HOW TO COMPLETE THIS TASK :: Please copy every line from the following entries in which the word "person" appears.
________________
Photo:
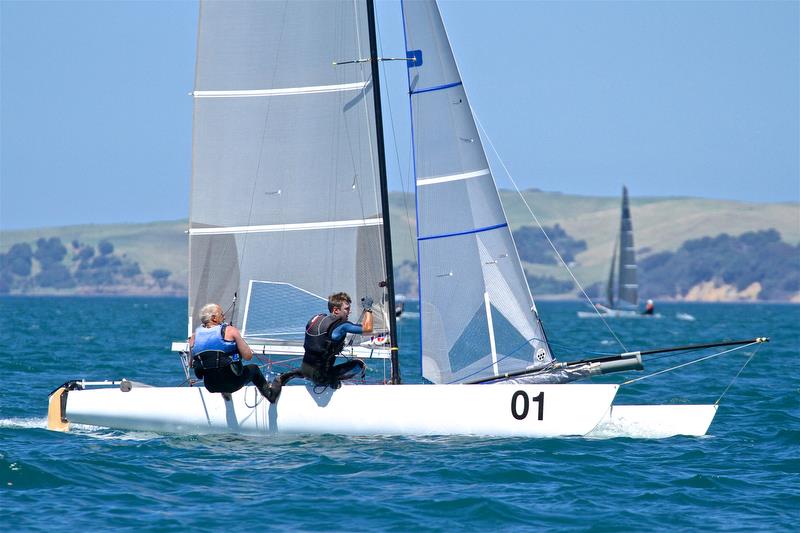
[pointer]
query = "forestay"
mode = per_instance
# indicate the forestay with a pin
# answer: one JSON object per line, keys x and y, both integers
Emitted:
{"x": 477, "y": 314}
{"x": 285, "y": 201}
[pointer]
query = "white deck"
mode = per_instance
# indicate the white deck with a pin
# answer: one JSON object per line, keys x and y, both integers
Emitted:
{"x": 570, "y": 409}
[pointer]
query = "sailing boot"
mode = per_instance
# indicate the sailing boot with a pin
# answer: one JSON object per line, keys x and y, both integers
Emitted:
{"x": 272, "y": 391}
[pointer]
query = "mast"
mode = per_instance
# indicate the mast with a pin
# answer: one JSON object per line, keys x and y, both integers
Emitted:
{"x": 387, "y": 233}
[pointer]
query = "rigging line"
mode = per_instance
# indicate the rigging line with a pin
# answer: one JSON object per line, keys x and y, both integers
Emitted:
{"x": 577, "y": 283}
{"x": 738, "y": 373}
{"x": 403, "y": 178}
{"x": 374, "y": 164}
{"x": 687, "y": 364}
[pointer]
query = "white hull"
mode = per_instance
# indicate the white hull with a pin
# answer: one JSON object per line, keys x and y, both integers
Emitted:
{"x": 351, "y": 410}
{"x": 485, "y": 410}
{"x": 655, "y": 421}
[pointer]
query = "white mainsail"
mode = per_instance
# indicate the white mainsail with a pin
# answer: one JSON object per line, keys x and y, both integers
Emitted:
{"x": 285, "y": 201}
{"x": 478, "y": 317}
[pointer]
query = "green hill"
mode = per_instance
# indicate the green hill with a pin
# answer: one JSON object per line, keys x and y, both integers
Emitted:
{"x": 660, "y": 225}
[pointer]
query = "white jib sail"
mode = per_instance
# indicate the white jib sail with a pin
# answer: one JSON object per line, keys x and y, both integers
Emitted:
{"x": 473, "y": 289}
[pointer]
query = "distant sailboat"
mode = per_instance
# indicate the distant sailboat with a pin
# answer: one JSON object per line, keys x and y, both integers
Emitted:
{"x": 289, "y": 203}
{"x": 622, "y": 288}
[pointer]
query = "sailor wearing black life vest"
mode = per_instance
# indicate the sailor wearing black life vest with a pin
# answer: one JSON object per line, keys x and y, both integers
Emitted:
{"x": 217, "y": 351}
{"x": 324, "y": 340}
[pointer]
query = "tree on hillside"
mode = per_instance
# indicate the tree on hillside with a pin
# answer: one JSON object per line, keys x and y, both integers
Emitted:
{"x": 752, "y": 257}
{"x": 18, "y": 260}
{"x": 49, "y": 251}
{"x": 56, "y": 276}
{"x": 105, "y": 248}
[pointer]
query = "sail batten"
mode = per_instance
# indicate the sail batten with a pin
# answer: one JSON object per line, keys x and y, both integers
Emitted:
{"x": 357, "y": 86}
{"x": 287, "y": 227}
{"x": 453, "y": 177}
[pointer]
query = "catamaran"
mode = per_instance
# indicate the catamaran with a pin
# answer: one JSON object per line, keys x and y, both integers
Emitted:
{"x": 622, "y": 288}
{"x": 289, "y": 203}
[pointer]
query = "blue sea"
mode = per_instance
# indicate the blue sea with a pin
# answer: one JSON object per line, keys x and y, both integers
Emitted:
{"x": 743, "y": 476}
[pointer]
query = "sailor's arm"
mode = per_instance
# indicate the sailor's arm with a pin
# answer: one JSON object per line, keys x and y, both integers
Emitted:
{"x": 241, "y": 345}
{"x": 366, "y": 324}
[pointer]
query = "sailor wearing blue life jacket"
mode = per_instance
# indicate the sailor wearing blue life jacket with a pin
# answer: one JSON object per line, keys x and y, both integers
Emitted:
{"x": 217, "y": 351}
{"x": 324, "y": 340}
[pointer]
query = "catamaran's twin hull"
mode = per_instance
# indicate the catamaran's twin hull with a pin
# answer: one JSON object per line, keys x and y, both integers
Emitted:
{"x": 491, "y": 410}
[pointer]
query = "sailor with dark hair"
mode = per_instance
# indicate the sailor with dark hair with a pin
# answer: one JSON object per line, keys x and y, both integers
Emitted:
{"x": 217, "y": 350}
{"x": 324, "y": 340}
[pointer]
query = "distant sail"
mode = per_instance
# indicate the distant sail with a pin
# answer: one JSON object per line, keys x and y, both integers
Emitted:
{"x": 285, "y": 202}
{"x": 477, "y": 315}
{"x": 628, "y": 287}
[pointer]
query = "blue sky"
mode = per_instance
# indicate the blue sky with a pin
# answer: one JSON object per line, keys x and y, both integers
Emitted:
{"x": 671, "y": 98}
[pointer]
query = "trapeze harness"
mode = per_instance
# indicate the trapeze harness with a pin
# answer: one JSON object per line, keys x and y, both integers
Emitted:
{"x": 211, "y": 351}
{"x": 320, "y": 349}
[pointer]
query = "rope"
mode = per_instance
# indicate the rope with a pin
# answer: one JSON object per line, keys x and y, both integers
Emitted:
{"x": 691, "y": 363}
{"x": 572, "y": 275}
{"x": 737, "y": 374}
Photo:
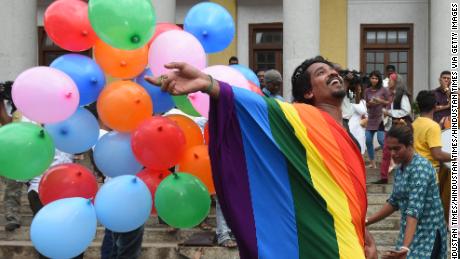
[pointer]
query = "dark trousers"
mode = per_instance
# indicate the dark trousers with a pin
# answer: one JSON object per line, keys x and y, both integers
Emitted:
{"x": 127, "y": 245}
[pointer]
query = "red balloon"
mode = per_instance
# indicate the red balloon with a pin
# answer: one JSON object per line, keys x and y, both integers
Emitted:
{"x": 152, "y": 179}
{"x": 162, "y": 27}
{"x": 67, "y": 24}
{"x": 158, "y": 143}
{"x": 255, "y": 88}
{"x": 67, "y": 181}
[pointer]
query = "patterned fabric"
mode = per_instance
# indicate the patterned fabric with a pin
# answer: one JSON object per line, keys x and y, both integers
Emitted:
{"x": 416, "y": 194}
{"x": 290, "y": 180}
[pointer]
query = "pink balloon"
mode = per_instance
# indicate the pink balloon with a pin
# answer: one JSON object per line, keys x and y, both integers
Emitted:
{"x": 45, "y": 94}
{"x": 175, "y": 46}
{"x": 200, "y": 101}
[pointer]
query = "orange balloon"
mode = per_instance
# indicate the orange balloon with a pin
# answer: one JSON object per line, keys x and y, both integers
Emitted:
{"x": 120, "y": 63}
{"x": 192, "y": 131}
{"x": 196, "y": 161}
{"x": 206, "y": 133}
{"x": 123, "y": 105}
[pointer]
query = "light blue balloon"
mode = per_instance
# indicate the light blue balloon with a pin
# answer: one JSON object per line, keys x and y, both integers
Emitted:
{"x": 248, "y": 73}
{"x": 211, "y": 24}
{"x": 64, "y": 228}
{"x": 114, "y": 157}
{"x": 162, "y": 101}
{"x": 123, "y": 203}
{"x": 77, "y": 134}
{"x": 86, "y": 74}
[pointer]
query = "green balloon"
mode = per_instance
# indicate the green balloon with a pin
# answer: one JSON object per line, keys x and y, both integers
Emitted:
{"x": 123, "y": 24}
{"x": 27, "y": 150}
{"x": 184, "y": 105}
{"x": 182, "y": 200}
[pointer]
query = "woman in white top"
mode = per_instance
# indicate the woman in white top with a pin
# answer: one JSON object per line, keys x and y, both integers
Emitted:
{"x": 357, "y": 129}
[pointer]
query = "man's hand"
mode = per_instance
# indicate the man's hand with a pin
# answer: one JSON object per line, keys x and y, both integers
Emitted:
{"x": 370, "y": 249}
{"x": 182, "y": 79}
{"x": 393, "y": 254}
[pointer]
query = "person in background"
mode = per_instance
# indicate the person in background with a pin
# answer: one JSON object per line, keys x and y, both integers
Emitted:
{"x": 233, "y": 61}
{"x": 427, "y": 136}
{"x": 260, "y": 74}
{"x": 398, "y": 112}
{"x": 442, "y": 96}
{"x": 423, "y": 232}
{"x": 13, "y": 188}
{"x": 377, "y": 97}
{"x": 273, "y": 82}
{"x": 359, "y": 116}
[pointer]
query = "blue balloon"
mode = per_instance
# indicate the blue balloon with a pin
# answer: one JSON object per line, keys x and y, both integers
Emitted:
{"x": 86, "y": 74}
{"x": 114, "y": 157}
{"x": 77, "y": 134}
{"x": 211, "y": 24}
{"x": 64, "y": 228}
{"x": 248, "y": 73}
{"x": 162, "y": 101}
{"x": 123, "y": 203}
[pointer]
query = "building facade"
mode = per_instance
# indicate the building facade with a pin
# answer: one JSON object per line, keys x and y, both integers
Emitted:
{"x": 413, "y": 35}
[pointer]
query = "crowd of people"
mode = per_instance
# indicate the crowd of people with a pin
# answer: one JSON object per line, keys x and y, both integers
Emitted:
{"x": 364, "y": 106}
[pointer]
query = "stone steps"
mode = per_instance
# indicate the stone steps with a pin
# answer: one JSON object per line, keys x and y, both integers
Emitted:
{"x": 25, "y": 250}
{"x": 161, "y": 242}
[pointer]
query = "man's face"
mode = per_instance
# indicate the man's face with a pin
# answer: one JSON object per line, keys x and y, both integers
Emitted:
{"x": 390, "y": 71}
{"x": 444, "y": 80}
{"x": 399, "y": 152}
{"x": 327, "y": 85}
{"x": 260, "y": 75}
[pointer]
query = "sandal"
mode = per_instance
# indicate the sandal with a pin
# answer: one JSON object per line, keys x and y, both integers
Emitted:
{"x": 205, "y": 226}
{"x": 228, "y": 243}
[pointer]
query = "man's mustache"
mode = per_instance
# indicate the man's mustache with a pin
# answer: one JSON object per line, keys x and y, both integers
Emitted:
{"x": 333, "y": 77}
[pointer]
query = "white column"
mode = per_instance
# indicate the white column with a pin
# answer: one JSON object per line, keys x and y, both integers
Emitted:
{"x": 301, "y": 25}
{"x": 19, "y": 45}
{"x": 439, "y": 40}
{"x": 165, "y": 10}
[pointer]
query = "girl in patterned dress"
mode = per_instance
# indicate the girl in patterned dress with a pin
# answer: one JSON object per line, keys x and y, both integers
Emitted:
{"x": 423, "y": 232}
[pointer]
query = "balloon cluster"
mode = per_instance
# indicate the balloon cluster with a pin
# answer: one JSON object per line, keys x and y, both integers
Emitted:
{"x": 142, "y": 146}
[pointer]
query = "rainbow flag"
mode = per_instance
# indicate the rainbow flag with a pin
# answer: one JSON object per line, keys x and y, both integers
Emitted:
{"x": 290, "y": 181}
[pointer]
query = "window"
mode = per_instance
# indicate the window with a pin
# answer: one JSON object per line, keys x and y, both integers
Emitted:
{"x": 266, "y": 46}
{"x": 388, "y": 44}
{"x": 48, "y": 51}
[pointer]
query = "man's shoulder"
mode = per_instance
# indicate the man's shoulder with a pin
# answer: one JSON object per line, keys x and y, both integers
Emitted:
{"x": 425, "y": 123}
{"x": 421, "y": 164}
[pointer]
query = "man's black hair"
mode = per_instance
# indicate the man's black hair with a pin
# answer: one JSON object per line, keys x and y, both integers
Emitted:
{"x": 426, "y": 101}
{"x": 403, "y": 133}
{"x": 301, "y": 81}
{"x": 445, "y": 72}
{"x": 377, "y": 74}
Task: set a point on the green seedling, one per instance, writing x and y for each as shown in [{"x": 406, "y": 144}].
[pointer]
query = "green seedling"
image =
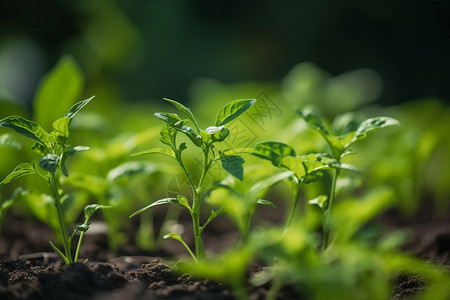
________________
SOLUTION FOR THIS PROBLEM ::
query = "person in background"
# indicate the person in background with a pin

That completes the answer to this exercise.